BEGIN Supplied material
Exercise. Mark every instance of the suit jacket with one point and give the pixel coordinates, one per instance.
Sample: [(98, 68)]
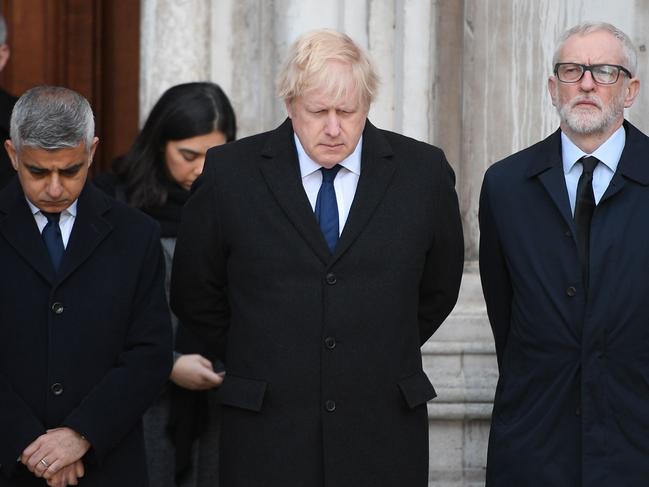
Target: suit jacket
[(324, 382), (88, 347), (572, 399)]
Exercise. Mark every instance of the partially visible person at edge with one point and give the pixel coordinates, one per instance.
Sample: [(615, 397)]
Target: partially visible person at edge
[(7, 102), (564, 253), (155, 176), (316, 259), (85, 335)]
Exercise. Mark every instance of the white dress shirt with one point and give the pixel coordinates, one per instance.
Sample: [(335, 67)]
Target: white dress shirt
[(608, 153), (345, 183), (66, 221)]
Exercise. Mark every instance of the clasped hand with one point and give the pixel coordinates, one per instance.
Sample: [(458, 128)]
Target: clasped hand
[(56, 456)]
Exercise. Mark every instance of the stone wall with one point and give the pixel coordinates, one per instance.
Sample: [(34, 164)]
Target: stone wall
[(469, 76)]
END Supplied material
■ Problem description ■
Output as a JSON list of strings, one string per line, the material from the line containing "Exercise. Mark every instance of the partially" up to and including the line containing "[(7, 102), (564, 253), (155, 176), (316, 259), (85, 335)]". Leave out any blank lines.

■ Solution for this task ■
[
  "Exercise. Mark every instance of the partially visible person at edge with one point and give the pixel coordinates, one per instance.",
  "Sample: [(615, 397)]",
  "Target: partially visible person at edge",
  "[(7, 102), (564, 253), (155, 176), (316, 259), (85, 335)]"
]